▶ **Your task**
Between the line containing "point(45, 58)" and the line containing "point(167, 246)" lies a run of lines; give that run again exactly, with both of those lines, and nothing else from the entries below.

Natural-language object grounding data
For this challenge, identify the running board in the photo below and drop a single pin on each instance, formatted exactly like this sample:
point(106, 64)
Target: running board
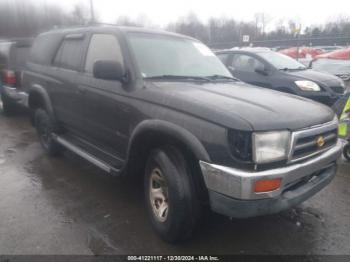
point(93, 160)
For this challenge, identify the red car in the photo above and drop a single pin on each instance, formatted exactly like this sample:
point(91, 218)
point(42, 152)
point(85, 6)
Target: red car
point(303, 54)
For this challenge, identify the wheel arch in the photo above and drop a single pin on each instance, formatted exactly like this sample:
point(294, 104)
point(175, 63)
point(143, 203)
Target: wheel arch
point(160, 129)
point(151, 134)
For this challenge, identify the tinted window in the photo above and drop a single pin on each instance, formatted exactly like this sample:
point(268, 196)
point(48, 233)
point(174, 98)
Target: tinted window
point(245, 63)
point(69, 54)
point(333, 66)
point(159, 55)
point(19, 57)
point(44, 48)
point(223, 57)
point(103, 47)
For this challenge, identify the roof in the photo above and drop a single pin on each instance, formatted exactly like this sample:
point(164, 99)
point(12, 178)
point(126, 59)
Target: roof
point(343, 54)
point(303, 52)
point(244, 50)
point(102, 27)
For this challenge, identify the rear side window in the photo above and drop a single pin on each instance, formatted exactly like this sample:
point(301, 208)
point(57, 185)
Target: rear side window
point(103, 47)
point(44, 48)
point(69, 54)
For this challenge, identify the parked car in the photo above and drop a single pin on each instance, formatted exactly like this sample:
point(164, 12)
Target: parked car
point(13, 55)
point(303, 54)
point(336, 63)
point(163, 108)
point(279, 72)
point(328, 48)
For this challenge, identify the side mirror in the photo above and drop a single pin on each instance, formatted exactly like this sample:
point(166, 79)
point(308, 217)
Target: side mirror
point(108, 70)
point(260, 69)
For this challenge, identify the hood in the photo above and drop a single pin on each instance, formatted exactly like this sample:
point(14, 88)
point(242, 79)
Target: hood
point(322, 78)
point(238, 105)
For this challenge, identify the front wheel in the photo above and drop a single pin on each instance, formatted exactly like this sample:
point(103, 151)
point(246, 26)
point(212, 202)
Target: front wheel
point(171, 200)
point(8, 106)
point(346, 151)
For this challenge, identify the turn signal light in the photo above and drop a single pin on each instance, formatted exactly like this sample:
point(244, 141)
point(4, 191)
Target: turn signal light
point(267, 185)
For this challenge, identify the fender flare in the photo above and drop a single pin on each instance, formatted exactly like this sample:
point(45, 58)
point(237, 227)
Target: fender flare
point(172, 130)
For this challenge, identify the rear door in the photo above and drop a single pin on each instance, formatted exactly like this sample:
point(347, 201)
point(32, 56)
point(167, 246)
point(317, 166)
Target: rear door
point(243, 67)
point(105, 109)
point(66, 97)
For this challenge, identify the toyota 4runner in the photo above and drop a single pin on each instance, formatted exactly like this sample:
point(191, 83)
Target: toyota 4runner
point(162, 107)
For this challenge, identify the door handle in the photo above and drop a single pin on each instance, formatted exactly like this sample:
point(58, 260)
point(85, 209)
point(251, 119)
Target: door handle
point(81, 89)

* * *

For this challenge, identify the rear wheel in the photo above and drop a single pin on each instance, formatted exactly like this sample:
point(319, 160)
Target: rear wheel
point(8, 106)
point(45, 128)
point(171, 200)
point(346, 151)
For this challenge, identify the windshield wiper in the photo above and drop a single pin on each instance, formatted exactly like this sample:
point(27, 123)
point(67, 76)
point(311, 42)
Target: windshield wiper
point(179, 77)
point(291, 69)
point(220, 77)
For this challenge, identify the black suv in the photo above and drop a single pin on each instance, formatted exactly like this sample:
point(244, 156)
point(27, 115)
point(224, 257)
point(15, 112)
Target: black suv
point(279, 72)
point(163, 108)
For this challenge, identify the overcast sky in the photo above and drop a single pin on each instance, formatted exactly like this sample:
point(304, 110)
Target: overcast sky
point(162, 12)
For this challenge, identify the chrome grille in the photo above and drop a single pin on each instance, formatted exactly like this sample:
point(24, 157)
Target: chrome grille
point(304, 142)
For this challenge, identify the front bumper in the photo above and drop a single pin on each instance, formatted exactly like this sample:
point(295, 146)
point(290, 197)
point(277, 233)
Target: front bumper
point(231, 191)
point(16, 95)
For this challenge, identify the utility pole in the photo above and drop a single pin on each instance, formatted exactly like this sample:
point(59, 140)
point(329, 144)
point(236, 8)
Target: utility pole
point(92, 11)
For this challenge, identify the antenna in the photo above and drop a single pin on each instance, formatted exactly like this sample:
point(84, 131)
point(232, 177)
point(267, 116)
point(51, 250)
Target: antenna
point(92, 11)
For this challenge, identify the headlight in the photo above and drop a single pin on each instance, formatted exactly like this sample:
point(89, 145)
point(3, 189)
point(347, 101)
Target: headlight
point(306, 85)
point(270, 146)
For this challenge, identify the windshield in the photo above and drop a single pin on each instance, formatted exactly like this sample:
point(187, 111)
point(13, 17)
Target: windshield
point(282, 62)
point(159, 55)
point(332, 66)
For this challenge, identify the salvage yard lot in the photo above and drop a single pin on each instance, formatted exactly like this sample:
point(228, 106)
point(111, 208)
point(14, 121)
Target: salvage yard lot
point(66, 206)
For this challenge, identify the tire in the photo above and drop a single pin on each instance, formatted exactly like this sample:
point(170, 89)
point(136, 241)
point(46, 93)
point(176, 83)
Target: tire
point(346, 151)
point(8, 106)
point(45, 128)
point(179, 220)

▶ **Response for this exercise**
point(45, 58)
point(237, 227)
Target: fender flare
point(172, 130)
For this challenge, identify the rear door in the photo above and drop a single pin on each instance, formatted exactly like this sample:
point(347, 201)
point(32, 56)
point(167, 246)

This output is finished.